──────── Input records
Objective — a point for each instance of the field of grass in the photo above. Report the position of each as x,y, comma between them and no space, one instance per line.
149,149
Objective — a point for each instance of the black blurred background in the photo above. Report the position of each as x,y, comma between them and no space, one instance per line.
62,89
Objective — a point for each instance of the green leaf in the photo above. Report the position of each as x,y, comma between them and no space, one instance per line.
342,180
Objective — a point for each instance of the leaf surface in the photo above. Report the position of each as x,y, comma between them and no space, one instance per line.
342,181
────────────────
Required task> Please repeat the material word for word, from the line containing "Objective — a point for each instance of the leaf" through the end of the material, with that line included.

In response>
Objective — a point for each instance of the leaf surface in the photo above. Report the position of each as x,y, comma between them and no space, one instance per line.
342,181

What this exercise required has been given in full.